## Task item
Only the lines below from the one containing "If you could indicate the cabinet door" through the one containing "If you could indicate the recessed" belong in the answer, set down exactly, with the pictures left out.

## Data under study

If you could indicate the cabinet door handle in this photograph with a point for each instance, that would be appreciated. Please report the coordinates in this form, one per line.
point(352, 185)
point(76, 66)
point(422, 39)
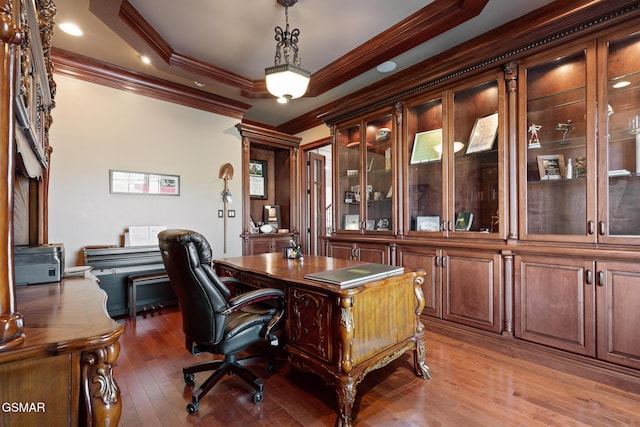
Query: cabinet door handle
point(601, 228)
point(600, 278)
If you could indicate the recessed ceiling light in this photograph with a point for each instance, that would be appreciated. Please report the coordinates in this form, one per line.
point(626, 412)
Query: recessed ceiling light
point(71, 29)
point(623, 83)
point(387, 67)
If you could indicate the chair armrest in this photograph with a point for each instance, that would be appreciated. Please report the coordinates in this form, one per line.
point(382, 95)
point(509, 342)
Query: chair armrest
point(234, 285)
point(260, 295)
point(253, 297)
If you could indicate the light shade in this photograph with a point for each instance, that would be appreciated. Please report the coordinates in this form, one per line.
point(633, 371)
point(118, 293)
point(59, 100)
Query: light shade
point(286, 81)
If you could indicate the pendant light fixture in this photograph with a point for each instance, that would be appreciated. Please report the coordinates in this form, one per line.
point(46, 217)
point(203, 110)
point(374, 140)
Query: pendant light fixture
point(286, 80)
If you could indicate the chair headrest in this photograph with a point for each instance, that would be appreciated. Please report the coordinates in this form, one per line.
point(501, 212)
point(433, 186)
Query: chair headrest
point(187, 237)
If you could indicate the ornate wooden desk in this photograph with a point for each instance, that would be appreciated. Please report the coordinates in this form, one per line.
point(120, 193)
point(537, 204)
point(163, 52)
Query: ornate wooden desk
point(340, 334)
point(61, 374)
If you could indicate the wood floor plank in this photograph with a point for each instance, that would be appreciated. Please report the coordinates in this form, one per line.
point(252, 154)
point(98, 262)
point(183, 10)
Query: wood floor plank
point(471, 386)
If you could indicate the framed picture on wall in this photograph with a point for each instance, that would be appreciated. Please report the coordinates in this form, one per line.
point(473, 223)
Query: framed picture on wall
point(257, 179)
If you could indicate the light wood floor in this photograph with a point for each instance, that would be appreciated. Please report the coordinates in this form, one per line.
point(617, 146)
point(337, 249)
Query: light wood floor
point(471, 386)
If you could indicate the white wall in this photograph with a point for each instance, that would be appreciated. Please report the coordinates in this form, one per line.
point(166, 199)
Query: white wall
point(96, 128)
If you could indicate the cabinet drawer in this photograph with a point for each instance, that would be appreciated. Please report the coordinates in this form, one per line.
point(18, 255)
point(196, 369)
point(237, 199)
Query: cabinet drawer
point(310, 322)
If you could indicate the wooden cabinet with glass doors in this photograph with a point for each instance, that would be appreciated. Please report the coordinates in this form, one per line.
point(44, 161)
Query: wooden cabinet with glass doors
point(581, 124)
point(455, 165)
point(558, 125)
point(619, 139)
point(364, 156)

--

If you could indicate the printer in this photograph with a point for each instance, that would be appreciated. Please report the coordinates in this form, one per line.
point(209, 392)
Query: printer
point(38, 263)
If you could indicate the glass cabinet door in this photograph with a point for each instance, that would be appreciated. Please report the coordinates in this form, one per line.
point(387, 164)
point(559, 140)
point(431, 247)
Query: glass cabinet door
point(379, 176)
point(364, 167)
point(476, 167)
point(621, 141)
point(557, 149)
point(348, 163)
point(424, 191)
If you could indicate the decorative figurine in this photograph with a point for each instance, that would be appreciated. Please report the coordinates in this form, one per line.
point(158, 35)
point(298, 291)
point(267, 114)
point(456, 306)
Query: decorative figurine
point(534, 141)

## Written response
If you could indicate the cabinet door handle in this photograph with a point for each instance, that would be appreciated. Please report the coordinates in this form, one per line.
point(352, 185)
point(76, 66)
point(422, 39)
Query: cabinet door handle
point(601, 228)
point(600, 278)
If you could indicate the recessed ceiling light in this photograph with a point for each instance, that would be appreciated. Please report the coordinates in this form, one per line.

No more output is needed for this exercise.